──────── Data section ────────

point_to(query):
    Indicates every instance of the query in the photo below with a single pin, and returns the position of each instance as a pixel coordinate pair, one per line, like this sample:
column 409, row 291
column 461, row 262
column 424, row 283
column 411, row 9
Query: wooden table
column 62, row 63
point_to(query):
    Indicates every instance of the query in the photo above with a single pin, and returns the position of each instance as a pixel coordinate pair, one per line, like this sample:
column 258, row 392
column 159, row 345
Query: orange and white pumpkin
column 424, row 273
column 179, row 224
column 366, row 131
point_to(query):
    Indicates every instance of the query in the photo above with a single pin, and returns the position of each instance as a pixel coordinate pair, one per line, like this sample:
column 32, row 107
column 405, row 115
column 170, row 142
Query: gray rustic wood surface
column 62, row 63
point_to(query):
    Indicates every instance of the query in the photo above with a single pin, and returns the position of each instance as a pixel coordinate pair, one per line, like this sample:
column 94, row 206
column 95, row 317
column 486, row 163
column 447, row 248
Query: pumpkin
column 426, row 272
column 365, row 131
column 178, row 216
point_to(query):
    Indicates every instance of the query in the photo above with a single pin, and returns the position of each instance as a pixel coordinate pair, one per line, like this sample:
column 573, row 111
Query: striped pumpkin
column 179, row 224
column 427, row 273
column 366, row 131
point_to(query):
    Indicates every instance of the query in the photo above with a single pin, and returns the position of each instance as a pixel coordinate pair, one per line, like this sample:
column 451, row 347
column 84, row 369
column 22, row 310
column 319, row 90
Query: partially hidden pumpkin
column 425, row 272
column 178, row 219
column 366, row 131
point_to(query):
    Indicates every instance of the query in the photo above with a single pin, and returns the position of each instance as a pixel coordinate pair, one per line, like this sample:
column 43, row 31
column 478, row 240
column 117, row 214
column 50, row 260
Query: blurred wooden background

────────

[What to produce]
Faithfully transcribe the whole of the data.

[Result]
point_to(query):
    Indicates every instance of the query in the photo below with a single pin, and returns the position of each instance as a pixel coordinate pair, one per line, like this sample:
column 409, row 291
column 461, row 262
column 424, row 283
column 411, row 9
Query: wooden table
column 62, row 63
point_to(query):
    Indicates every instance of the query in the photo above with a single pin, and returns the position of each instance as a pixel coordinate pair, one per line, like this sample:
column 258, row 392
column 159, row 345
Query: orange and white pumpkin
column 424, row 273
column 179, row 224
column 366, row 131
point_to(query):
    Indicates every instance of the query in the photo above with a single pin, and returns the position of each instance as a pixel coordinate pair, one per line, like this sample:
column 32, row 107
column 405, row 115
column 170, row 142
Query: gray rustic wood surface
column 62, row 63
point_to(query):
    Indicates every instance of the query in the photo above with a single pin, and returns the position of each instance as a pixel coordinate pair, one per line, like this sample:
column 94, row 206
column 95, row 317
column 486, row 163
column 447, row 248
Query: pumpkin
column 426, row 272
column 365, row 131
column 178, row 216
point_to(query):
    Indicates every instance of the query in the photo above with a single pin, and returns the position of each instance as a pixel coordinate pair, one per line, like this sample:
column 573, row 111
Query: striped pumpkin
column 179, row 224
column 427, row 273
column 366, row 131
point_to(query):
    Indicates every instance of the query in the photo above with a single pin, and returns the position of each instance as a pixel coordinate pair, one per line, like this sample:
column 451, row 347
column 84, row 369
column 22, row 310
column 319, row 90
Query: partially hidden pumpkin
column 425, row 272
column 178, row 219
column 366, row 131
point_to(query):
    Indicates every instance of the query in the photo above with a single pin, and returns the position of each instance as a pixel coordinate pair, one per line, like this sample:
column 43, row 31
column 478, row 240
column 117, row 214
column 50, row 260
Query: blurred wooden background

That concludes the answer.